(Stored records):
· · · · · · ·

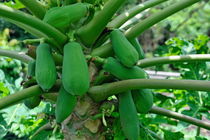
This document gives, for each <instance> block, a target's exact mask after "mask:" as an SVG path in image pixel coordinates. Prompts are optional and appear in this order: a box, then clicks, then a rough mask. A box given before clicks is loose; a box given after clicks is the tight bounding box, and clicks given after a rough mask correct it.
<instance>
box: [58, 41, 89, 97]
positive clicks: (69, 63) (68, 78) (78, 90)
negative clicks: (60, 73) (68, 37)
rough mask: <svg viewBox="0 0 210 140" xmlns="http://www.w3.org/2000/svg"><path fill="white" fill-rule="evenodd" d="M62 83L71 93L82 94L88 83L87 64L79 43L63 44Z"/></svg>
mask: <svg viewBox="0 0 210 140" xmlns="http://www.w3.org/2000/svg"><path fill="white" fill-rule="evenodd" d="M62 83H63V86H64V88H65V90H66V91H67V92H69V93H71V94H72V95H83V94H84V93H86V92H87V90H88V89H89V85H90V78H89V71H88V65H87V62H86V59H85V56H84V54H83V52H82V47H81V46H80V44H79V43H76V42H70V43H67V44H66V45H65V46H64V57H63V70H62Z"/></svg>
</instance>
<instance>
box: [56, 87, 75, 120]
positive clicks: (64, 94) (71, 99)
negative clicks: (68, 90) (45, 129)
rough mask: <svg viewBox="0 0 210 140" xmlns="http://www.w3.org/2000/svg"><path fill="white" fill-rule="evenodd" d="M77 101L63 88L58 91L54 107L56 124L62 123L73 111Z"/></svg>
mask: <svg viewBox="0 0 210 140" xmlns="http://www.w3.org/2000/svg"><path fill="white" fill-rule="evenodd" d="M76 103H77V99H76V97H75V96H74V95H71V94H69V93H68V92H67V91H66V90H65V89H64V88H63V86H62V87H61V88H60V90H59V94H58V98H57V101H56V107H55V118H56V122H57V123H61V122H63V121H64V120H65V119H66V118H67V117H68V116H69V115H70V114H71V113H72V111H73V110H74V107H75V105H76Z"/></svg>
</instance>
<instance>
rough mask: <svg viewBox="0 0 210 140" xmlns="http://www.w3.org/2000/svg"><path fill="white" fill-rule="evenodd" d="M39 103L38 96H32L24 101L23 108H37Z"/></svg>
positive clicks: (39, 97)
mask: <svg viewBox="0 0 210 140" xmlns="http://www.w3.org/2000/svg"><path fill="white" fill-rule="evenodd" d="M40 102H41V98H40V97H39V96H33V97H30V98H28V99H25V100H24V104H25V106H26V107H28V108H29V109H33V108H35V107H37V106H38V105H39V104H40Z"/></svg>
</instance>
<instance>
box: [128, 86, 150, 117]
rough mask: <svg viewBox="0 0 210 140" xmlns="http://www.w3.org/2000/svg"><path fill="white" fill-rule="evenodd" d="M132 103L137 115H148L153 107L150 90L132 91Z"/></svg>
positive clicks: (144, 89) (139, 90)
mask: <svg viewBox="0 0 210 140" xmlns="http://www.w3.org/2000/svg"><path fill="white" fill-rule="evenodd" d="M131 93H132V96H133V101H134V103H135V106H136V109H137V111H138V112H139V113H148V112H149V110H150V109H151V108H152V105H153V93H152V91H151V90H150V89H141V90H132V91H131Z"/></svg>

· · · · · · ·

(What the exercise asks):
Repeat the full set of records exactly, and output no pictures.

(Response area):
This document gives, for each <instance> block, a target's exact mask after "mask:" as an SVG path in image pixel coordinates. Prompts are optional and appear in this order: a box, then clicks, then a rough mask. A box given before clicks is loose; a box given after clicks is the tight bounding box, and clicks given after a rough mask correct it.
<instance>
box: [58, 41, 89, 97]
positive clicks: (69, 63) (68, 78) (78, 90)
negative clicks: (60, 73) (68, 37)
rough mask: <svg viewBox="0 0 210 140" xmlns="http://www.w3.org/2000/svg"><path fill="white" fill-rule="evenodd" d="M62 83L71 93L82 94L88 83L87 64L79 43L63 44Z"/></svg>
mask: <svg viewBox="0 0 210 140" xmlns="http://www.w3.org/2000/svg"><path fill="white" fill-rule="evenodd" d="M62 83H63V86H64V88H65V90H66V91H67V92H69V93H71V94H72V95H83V94H84V93H86V92H87V90H88V89H89V85H90V78H89V71H88V65H87V62H86V59H85V56H84V54H83V52H82V47H81V46H80V44H79V43H76V42H70V43H67V44H66V45H65V46H64V57H63V70H62Z"/></svg>
</instance>
<instance>
box: [56, 87, 75, 120]
positive clicks: (64, 94) (71, 99)
negative clicks: (68, 90) (45, 129)
rough mask: <svg viewBox="0 0 210 140" xmlns="http://www.w3.org/2000/svg"><path fill="white" fill-rule="evenodd" d="M77 101L63 88L58 91L54 107L56 124L62 123L73 111Z"/></svg>
mask: <svg viewBox="0 0 210 140" xmlns="http://www.w3.org/2000/svg"><path fill="white" fill-rule="evenodd" d="M76 103H77V99H76V97H75V96H74V95H71V94H69V93H68V92H67V91H66V90H65V89H64V88H63V86H62V87H61V88H60V90H59V94H58V98H57V101H56V107H55V118H56V122H57V123H61V122H63V121H64V120H65V119H66V118H67V117H68V116H69V115H70V114H71V113H72V111H73V110H74V107H75V105H76Z"/></svg>
</instance>
<instance>
rough mask: <svg viewBox="0 0 210 140" xmlns="http://www.w3.org/2000/svg"><path fill="white" fill-rule="evenodd" d="M39 103L38 96H32L24 101L23 108H37Z"/></svg>
positive clicks: (39, 97)
mask: <svg viewBox="0 0 210 140" xmlns="http://www.w3.org/2000/svg"><path fill="white" fill-rule="evenodd" d="M40 102H41V98H40V97H39V96H33V97H30V98H28V99H25V100H24V104H25V106H26V107H28V108H29V109H33V108H35V107H37V106H38V105H39V104H40Z"/></svg>
</instance>
<instance>
box: [128, 86, 150, 117]
rough mask: <svg viewBox="0 0 210 140" xmlns="http://www.w3.org/2000/svg"><path fill="white" fill-rule="evenodd" d="M132 103L137 115H148L153 107L150 90L132 91Z"/></svg>
positive clicks: (144, 89) (139, 90)
mask: <svg viewBox="0 0 210 140" xmlns="http://www.w3.org/2000/svg"><path fill="white" fill-rule="evenodd" d="M131 93H132V96H133V101H134V103H135V106H136V109H137V111H138V112H139V113H148V112H149V110H150V109H151V108H152V105H153V93H152V91H151V90H150V89H141V90H132V91H131Z"/></svg>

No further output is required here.